TO DO:
Retype the passage of the article on the colonel's trial from "The spectacular case, involving" to "go without mention.", keeping every word and punctuation mark unchanged.

TEXT SECTION:
Can colonel get a fair trial?

OTTAWA - Police leaks and an avalanche of national media coverage of the arrest of Canadian Forces Col. Russell Williams on murder charges could rule out a fair jury trial, criminal defence lawyers worry.

Publication of apparent details of a lengthy interview and statement the former commander of Canada’s largest air force base allegedly gave police before they laid the charges could make prosecution, even through a trial by judge alone, more difficult, says Mark Ertel, past president of the Defence Counsel Association of Ottawa.

“I believe that the public regularly convicts people, but this one is really over the top,” he notes. “The journalists have all convicted him, and everyone I know has convicted him. I think it’s going to be impossible for the guy to get a fair trial with a jury anywhere because the publicity has been so widespread.”

To top it off, the lawyer Williams retained following his arrest, high-profile Ottawa advocate Michael Edelson, has the kind of expertise and courtroom ferocity that could expose even the smallest slip the police may have made in the case, say some of Edelson’s colleagues in the capital’s criminal bar.

The fact that Williams has hired Edelson suggests the accused air force officer may have more than a guilty plea in mind despite the difficulty of bargaining pleas on two separate murder charges.

“If the police have crossed the boundary, Mike will find it,” says Richard Addelman, the criminal defence lawyer whose Ottawa firm Edelson first worked with more than three decades ago.

The spectacular case, involving a 46-year-old officer who was so dedicated and had a career so brilliant fellow officers say he was being groomed for a promotion to lead the entire air force, has had so much publicity that its details could almost go without mention.

The Ontario Provincial Police charged Williams last month with the murder of two women who lived near the Canadian Forces base he commanded near Trenton, Ont. One of the women, 37-year-old  Cpl. Marie-France Comeau, was attached to the base when she was killed. The other woman, 27-year-old Jessica Lloyd, lived in a nearby town and disappeared on Jan. 29.

The OPP also charged Williams with two sexual assaults that occurred in nearby Tweed, Ont., last fall. Lloyd and the two women who were sexually assaulted lived on the same street in the town, Cozy Cove Lane, where Williams and his wife, a prominent health

foundation executive who lived primarily in Ottawa, also had a residence. The OPP have said they are looking at unsolved murder cases in other regions where Williams has been posted, and that investigation
continues.

The details of police events that led to the charges against Williams erupted on newspaper front pages, television broadcasts, Internet news pages, and Twitter soon after his arrest, but a Globe and Mail column by Christie Blatchford contained extraordinary accounts of what went on behind the scenes.

EXTRACTED INFORMATION:
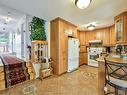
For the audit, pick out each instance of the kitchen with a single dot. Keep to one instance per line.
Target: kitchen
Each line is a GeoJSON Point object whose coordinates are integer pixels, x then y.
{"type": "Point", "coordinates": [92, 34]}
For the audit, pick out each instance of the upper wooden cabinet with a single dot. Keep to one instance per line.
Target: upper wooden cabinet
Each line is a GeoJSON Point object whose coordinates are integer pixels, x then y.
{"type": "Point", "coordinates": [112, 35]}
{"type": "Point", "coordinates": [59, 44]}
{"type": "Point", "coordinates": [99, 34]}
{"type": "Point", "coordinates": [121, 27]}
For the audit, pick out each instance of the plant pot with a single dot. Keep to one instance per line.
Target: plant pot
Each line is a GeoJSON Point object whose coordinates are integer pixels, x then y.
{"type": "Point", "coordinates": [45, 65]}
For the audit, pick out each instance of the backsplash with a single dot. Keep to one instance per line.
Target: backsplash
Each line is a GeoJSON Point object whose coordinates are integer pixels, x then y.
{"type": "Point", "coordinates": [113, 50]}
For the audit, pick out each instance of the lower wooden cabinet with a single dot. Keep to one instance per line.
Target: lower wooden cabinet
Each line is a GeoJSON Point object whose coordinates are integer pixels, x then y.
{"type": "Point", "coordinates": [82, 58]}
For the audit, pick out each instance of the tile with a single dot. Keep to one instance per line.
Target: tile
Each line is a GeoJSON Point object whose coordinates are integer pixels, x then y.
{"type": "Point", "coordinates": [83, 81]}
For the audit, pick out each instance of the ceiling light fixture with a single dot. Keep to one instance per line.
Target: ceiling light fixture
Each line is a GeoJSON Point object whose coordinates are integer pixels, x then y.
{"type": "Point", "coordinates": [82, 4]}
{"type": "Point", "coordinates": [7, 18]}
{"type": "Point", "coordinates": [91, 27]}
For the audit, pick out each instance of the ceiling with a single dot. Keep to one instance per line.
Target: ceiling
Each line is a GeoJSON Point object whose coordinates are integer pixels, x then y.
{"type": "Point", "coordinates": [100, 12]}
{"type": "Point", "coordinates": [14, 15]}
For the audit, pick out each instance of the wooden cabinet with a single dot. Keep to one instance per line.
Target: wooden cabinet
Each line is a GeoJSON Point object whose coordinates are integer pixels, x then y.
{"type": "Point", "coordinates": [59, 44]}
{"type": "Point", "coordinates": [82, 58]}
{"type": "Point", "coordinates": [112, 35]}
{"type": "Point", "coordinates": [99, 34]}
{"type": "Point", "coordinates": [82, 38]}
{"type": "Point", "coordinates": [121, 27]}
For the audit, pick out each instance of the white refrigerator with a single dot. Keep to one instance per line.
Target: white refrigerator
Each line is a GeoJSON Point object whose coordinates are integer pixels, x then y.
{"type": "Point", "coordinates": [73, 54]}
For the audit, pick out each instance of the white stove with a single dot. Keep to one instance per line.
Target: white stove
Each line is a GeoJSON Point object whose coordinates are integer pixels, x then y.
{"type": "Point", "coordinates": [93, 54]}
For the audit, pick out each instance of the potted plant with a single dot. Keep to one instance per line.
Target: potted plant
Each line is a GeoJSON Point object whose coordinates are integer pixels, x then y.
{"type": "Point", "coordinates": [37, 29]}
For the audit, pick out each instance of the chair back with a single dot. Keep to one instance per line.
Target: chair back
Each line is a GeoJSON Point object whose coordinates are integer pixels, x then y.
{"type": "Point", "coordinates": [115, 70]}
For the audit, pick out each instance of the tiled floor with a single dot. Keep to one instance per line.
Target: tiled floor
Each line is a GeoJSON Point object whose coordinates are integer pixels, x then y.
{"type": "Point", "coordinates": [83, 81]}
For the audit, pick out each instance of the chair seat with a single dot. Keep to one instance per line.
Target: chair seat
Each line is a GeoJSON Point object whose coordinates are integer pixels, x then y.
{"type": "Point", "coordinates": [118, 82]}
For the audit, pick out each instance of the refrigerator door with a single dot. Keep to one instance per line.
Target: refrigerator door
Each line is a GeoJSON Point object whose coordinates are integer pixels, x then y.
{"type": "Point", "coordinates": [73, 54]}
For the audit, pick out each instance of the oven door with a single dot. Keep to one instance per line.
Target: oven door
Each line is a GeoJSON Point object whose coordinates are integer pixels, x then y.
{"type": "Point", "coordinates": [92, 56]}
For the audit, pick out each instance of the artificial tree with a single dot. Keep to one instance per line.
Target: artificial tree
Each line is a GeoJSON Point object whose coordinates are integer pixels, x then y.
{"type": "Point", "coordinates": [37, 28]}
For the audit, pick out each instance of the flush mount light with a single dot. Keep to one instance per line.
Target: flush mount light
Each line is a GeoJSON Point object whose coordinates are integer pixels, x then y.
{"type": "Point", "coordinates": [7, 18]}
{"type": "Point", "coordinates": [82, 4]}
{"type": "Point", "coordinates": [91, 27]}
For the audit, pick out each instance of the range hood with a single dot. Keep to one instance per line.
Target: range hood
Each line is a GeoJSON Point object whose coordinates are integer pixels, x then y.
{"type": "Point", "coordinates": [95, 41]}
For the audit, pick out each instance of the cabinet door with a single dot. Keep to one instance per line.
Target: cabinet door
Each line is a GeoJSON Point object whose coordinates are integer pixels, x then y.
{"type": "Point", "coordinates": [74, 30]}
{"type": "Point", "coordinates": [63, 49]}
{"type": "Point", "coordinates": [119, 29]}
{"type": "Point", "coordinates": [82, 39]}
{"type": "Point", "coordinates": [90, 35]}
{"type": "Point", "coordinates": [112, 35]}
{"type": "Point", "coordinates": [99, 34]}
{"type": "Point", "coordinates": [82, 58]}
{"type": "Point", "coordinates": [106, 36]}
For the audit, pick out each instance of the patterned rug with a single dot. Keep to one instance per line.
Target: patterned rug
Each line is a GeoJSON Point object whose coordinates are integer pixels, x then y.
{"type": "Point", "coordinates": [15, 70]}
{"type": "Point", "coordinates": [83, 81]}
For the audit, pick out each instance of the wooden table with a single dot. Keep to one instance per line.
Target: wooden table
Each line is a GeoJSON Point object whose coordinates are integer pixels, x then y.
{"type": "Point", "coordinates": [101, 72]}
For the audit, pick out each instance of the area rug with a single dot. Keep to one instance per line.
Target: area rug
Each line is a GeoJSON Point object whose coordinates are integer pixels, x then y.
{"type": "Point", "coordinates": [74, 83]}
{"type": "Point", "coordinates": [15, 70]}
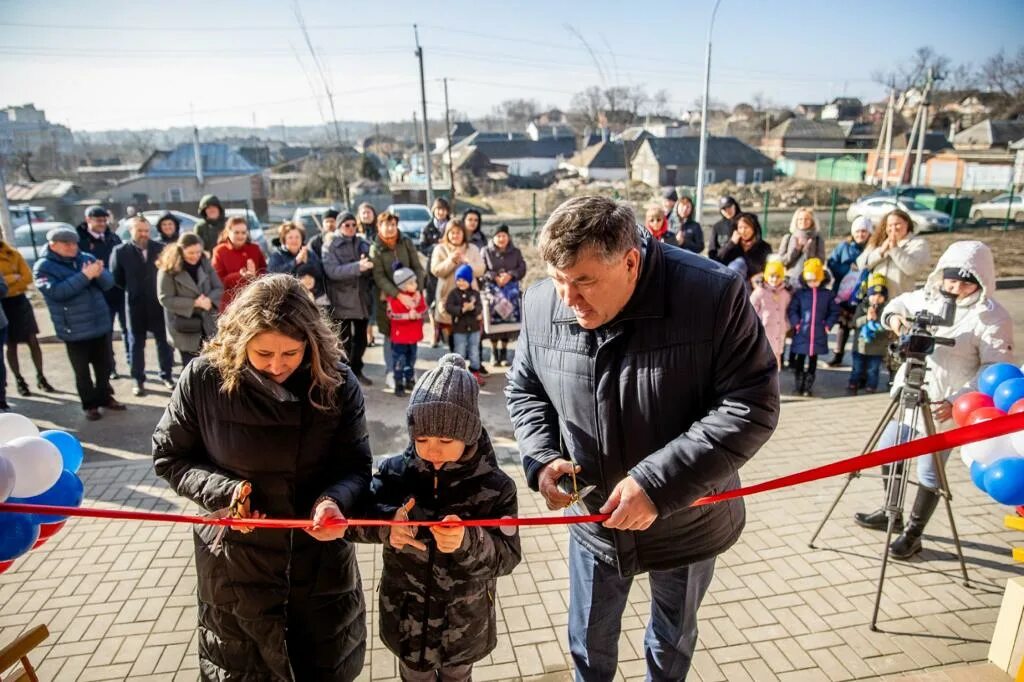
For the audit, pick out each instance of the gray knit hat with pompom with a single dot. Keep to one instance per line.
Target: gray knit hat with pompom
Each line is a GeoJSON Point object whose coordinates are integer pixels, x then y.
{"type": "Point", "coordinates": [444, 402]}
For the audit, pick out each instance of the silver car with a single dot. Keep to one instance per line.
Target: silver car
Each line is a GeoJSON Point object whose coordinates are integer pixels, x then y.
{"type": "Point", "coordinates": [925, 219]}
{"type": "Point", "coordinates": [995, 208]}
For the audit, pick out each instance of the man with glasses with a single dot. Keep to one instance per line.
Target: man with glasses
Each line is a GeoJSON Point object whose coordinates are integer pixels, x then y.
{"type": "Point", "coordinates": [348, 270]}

ANSWER TO THIS TASK:
The spectacular case, involving a 46-year-old officer who was so dedicated and had a career so brilliant fellow officers say he was being groomed for a promotion to lead the entire air force, has had so much publicity that its details could almost go without mention.